■ **Problem requirements**
Gather every line of the material below that contains the string "positive".

_____

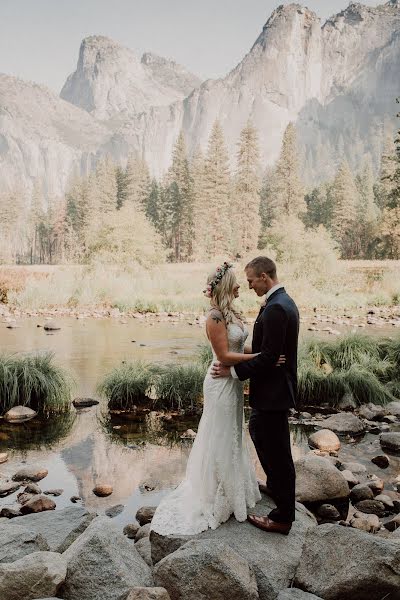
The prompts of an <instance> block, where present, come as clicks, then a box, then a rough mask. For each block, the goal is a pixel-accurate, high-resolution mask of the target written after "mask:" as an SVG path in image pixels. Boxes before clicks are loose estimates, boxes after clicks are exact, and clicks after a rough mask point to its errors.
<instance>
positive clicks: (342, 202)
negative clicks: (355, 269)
mask: <svg viewBox="0 0 400 600" xmlns="http://www.w3.org/2000/svg"><path fill="white" fill-rule="evenodd" d="M332 202H333V215H332V233H333V237H334V238H335V240H336V241H337V242H338V243H339V244H340V248H341V254H342V257H343V258H353V257H354V256H355V255H356V251H357V249H356V246H357V235H356V232H355V225H356V222H357V205H358V202H359V200H358V191H357V188H356V184H355V182H354V178H353V175H352V174H351V171H350V168H349V165H348V164H347V162H346V161H345V162H343V163H342V164H341V165H340V167H339V169H338V171H337V173H336V177H335V180H334V182H333V186H332Z"/></svg>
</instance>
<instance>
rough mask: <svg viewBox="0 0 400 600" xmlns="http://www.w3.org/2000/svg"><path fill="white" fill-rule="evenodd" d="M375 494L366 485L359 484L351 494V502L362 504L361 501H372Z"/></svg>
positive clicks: (350, 492) (354, 488)
mask: <svg viewBox="0 0 400 600" xmlns="http://www.w3.org/2000/svg"><path fill="white" fill-rule="evenodd" d="M373 497H374V493H373V491H372V490H371V488H370V487H369V485H367V484H366V483H359V484H358V485H355V486H354V487H353V488H352V490H351V492H350V500H351V501H352V502H353V503H354V502H360V501H361V500H372V499H373Z"/></svg>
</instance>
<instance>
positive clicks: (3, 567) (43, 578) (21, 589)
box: [0, 552, 67, 600]
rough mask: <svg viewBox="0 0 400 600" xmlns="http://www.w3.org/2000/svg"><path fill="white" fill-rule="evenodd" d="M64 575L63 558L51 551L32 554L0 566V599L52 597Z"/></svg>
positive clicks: (61, 581)
mask: <svg viewBox="0 0 400 600" xmlns="http://www.w3.org/2000/svg"><path fill="white" fill-rule="evenodd" d="M66 572H67V568H66V561H65V559H64V557H63V556H60V554H57V553H55V552H33V553H32V554H28V555H27V556H23V557H22V558H20V559H18V560H16V561H14V562H12V563H3V564H1V565H0V598H1V600H22V599H24V600H28V599H30V598H40V597H43V598H44V597H46V596H47V597H49V596H55V595H56V594H57V592H58V590H59V589H60V586H61V584H62V583H63V582H64V580H65V575H66Z"/></svg>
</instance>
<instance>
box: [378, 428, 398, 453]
mask: <svg viewBox="0 0 400 600" xmlns="http://www.w3.org/2000/svg"><path fill="white" fill-rule="evenodd" d="M379 441H380V443H381V446H382V448H383V449H386V450H390V451H392V452H400V431H390V432H385V433H381V435H380V436H379Z"/></svg>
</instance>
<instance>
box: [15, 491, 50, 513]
mask: <svg viewBox="0 0 400 600" xmlns="http://www.w3.org/2000/svg"><path fill="white" fill-rule="evenodd" d="M55 507H56V503H55V502H54V500H51V499H50V498H46V496H40V495H37V494H34V495H33V497H32V498H31V499H30V500H28V501H27V502H25V504H23V505H22V508H21V512H22V514H23V515H26V514H28V513H32V512H34V513H37V512H43V511H44V510H54V509H55Z"/></svg>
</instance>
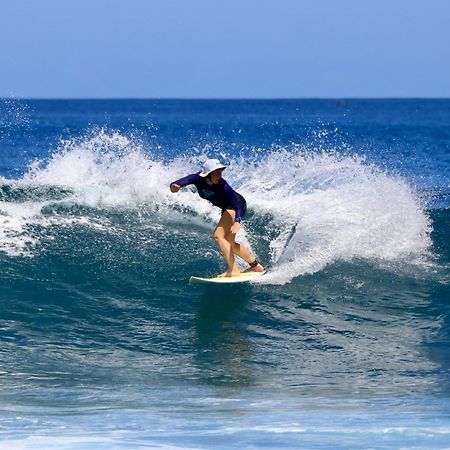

_____

■ **Task answer**
positive clicks: (342, 202)
positive clicks: (350, 492) (354, 488)
positive clicks: (3, 567) (43, 578) (21, 589)
positive clicks: (61, 581)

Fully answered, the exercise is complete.